EXERCISE GOAL: Can you print every entry below word for word, changing nothing?

• • •

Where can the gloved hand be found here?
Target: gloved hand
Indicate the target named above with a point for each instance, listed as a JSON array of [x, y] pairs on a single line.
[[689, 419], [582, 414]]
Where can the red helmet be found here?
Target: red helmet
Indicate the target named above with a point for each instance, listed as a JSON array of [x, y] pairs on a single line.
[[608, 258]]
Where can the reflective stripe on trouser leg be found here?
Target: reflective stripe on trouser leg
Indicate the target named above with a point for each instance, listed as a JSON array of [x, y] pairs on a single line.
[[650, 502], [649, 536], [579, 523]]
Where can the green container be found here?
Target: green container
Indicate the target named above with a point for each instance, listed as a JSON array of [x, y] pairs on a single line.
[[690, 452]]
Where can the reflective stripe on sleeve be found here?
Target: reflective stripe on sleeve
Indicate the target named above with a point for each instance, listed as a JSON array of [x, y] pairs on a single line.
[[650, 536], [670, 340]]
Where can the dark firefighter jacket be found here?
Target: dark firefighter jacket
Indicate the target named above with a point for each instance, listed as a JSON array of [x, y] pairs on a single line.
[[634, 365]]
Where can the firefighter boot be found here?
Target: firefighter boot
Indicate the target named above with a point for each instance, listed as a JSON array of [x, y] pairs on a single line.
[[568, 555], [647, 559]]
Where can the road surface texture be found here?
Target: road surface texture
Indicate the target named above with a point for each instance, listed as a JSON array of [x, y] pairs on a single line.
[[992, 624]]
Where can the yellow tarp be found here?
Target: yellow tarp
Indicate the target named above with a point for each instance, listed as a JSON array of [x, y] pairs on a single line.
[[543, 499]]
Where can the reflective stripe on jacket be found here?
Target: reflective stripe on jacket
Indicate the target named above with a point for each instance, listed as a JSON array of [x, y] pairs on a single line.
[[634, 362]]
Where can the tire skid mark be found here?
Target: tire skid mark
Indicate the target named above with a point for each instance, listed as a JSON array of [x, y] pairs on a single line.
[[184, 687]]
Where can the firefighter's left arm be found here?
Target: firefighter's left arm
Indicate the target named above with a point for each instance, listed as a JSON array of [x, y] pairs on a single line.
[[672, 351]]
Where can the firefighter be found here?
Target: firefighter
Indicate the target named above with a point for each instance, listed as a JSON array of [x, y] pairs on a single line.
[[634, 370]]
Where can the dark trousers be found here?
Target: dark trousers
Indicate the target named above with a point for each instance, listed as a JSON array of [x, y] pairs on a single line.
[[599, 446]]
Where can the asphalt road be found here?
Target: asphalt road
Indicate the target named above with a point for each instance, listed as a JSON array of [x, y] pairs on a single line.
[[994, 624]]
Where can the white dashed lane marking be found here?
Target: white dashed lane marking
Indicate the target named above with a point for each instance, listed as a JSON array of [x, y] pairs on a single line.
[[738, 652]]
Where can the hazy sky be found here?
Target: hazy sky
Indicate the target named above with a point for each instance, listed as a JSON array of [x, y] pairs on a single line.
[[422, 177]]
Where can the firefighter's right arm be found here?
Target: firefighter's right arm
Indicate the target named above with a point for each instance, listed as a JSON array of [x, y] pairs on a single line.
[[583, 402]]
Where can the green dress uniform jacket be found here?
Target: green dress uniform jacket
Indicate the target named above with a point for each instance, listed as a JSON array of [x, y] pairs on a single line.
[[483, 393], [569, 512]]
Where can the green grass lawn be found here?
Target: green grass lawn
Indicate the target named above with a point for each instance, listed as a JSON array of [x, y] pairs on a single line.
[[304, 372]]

• • •

FINISHED EXERCISE:
Where can the gloved hand be found here?
Target: gloved hand
Indicate the target named above with a point for each instance, listed as a JSON array of [x, y] pairs on a single line.
[[689, 419], [582, 414]]
Where can the red helmet be found here?
Target: red helmet
Indicate the target named above with a point for each instance, listed as a JSON array of [x, y] pairs on a single line.
[[608, 258]]
Where can the reflective stripe on trouser leg be found here?
Target: reflective stripe on trouser leg
Indicate the target named above with a point for each instance, listed as a JSON array of [x, y] pairs on a single line.
[[650, 502], [649, 536], [579, 523]]
Where can the green container be found here?
Target: green container
Indicate the target named above with a point for each instance, listed as a JSON array of [x, y] pairs on a single line.
[[690, 452]]
Where can the reflective stripe on sleeve be found here?
Target: reflective stripe on sleeve
Indicate the target named above with a point for each instance, listed as a JSON array of [x, y] pairs on a single line.
[[650, 536], [670, 340]]
Where can the dark firefighter jacket be found here?
Target: dark firefighter jacket
Indicate the target named above with a point for each instance, listed as a JSON array of [x, y] pairs on a single line.
[[634, 365]]
Where can the firefighter boot be found here?
Target: firefighter boot
Indicate the target named above with a point for each instance, listed as a JSON array of [x, y] pairs on a single line.
[[568, 555], [647, 559]]
Where can the road surface texture be found here?
Target: road surface texture
Indicate the target named above with a point for each instance, listed as a JSON array of [x, y] pairs on a single line.
[[992, 624]]
Where can the yellow tarp be found here?
Target: yellow tarp
Indicate the target named above with a point for each instance, listed as a JSON array of [x, y] pairs on a single line.
[[543, 499]]
Where can the reflective stripe on jacket be found here?
Target: reflective stripe on jacket
Indicate the target named above with a point for each instance, listed as a JSON array of [x, y] pairs on a single line.
[[634, 362]]
Where can the tire skid mark be found here?
Target: tire skid mark
Indicate the target named above with a point for each instance, listed as a JSON array of [x, y] pairs on a single line.
[[184, 687]]
Where can the firefighter's left arm be found here?
Target: firefighter's left arm
Indicate the target named above with a point for each instance, listed as a JSON array of [x, y] pairs on a single line.
[[672, 351]]
Where can the firefighter be found here?
Target: firefighter
Indicate the target named above with a point for each instance, listed as a JSON array of [x, y] pairs on a single line.
[[634, 370]]
Where can the dark trousers be found here?
Target: dark trousers
Indicate the target named above with a point for each instance, listed as a JSON array of [x, y] pairs on a single line.
[[599, 446]]
Where can the asphalt road be found here?
Target: asphalt road
Indicate the target named above with a point for each instance, listed as a JSON array of [x, y] pairs on a single line.
[[994, 624]]
Where can the white dashed lane marking be found here?
Target: white dashed lane marking
Indicate the target named above with a point for each instance, listed as a JSON array of [x, y] pairs on a single line.
[[738, 652]]
Where can the hazy sky be found here?
Target: hazy sky
Indicate the target named above with a point for each instance, listed as a JSON array of [x, y] pairs on a single line.
[[422, 177]]
Where can the firefighter's right arm be found here?
Target: firefighter's right arm
Indicate the target named above with a point for each instance, listed as a JSON array of [x, y] pairs on a single line.
[[583, 402]]
Where can the green dress uniform jacket be found here?
Target: green dress uniform jacket
Indicate the target named above with a point for each instance, listed as a JSON array of [x, y] pairs on a single line.
[[483, 393], [569, 512]]
Where can the green grass lawn be found here?
Target: green grass lawn
Indicate the target named above with a point for each instance, listed as a JSON array of [x, y] pairs on a single line.
[[304, 372]]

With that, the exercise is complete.